QUOTED PASSAGE —

-------------------------

Yau Ma Tei Car Park Building (油麻地停車場大廈) was a public multi-storey car park located at No. 250 Shanghai Street, Yau Ma Tei, Yau Tsim Mong District, Hong Kong. From 1970 to 2020, it provided parking spaces to the public in the bustling Yau Tsim Mong area.

The building was demolished to facilitate the construction of the Central Kowloon Bypass. The demolition began in late 2020 and ended on 6 September 2023.

== History ==
The Yau Ma Tei Car Park Building and the nearby Yau Ma Tei Government Office occupy the former site of an old market, after which the adjacent Market Street (街市街), considered one of the oldest streets in Kowloon, is named. The market was relocated to the Yau Ma Tei Market (油麻地街市), built in 1957 along Kansu Street.

The Yau Ma Tei Car Park Building opened in early 1970. In 1977, the Gascoigne Road Flyover was built to bypass existing surface roads and go through the building.

A contract for works including the demolition of the Yau Ma Tei Car Park Building was signed on 6 March 2018 between the Highways Department and Build King-SKEC Joint Venture. The car park was closed in phases starting on 1 November 2020, and finally ceased operation on 1 January 2021. By the time of its closure, the car park was providing 388 public parking spaces for private cars and 55 for motorcycles.

==Features==
The Gascoigne Road Flyover, part of the West Kowloon Corridor, passes through the building.

Yau Ma Tei Car Park has 770 parking spaces for private cars and 76 parking spaces for motorcycles.

The building also once housed government offices and facilities, as well as non-governmental offices. They include:
- Yau Ma Tei Public Library on the lower floors
- Government offices on the uppermost floors
- Hong Kong branch of the United Nations High Commissioner for Refugees on the 9th floor.

-------------------------

EXERCISE DATA —
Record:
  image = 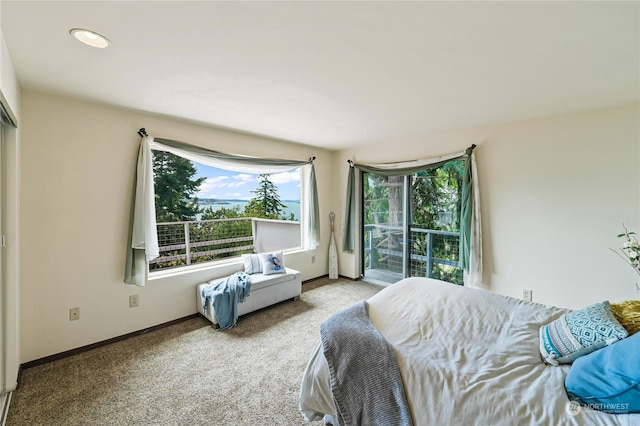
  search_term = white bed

-------------------------

EXERCISE SET —
#1 Please repeat the car park article from "Yau Ma Tei Car Park has" to "the 9th floor." word for word.
#2 Answer these about the car park article:
(a) On what date was the contract that included the building's demolition signed?
(b) Along which street was the Yau Ma Tei Market built in 1957?
(c) On which floor was the Hong Kong branch of the United Nations High Commissioner for Refugees?

LIST OF ANSWERS —
#1
Yau Ma Tei Car Park has 770 parking spaces for private cars and 76 parking spaces for motorcycles.

The building also once housed government offices and facilities, as well as non-governmental offices. They include:
- Yau Ma Tei Public Library on the lower floors
- Government offices on the uppermost floors
- Hong Kong branch of the United Nations High Commissioner for Refugees on the 9th floor.

#2
(a) 6 March 2018
(b) Kansu Street
(c) The 9th floor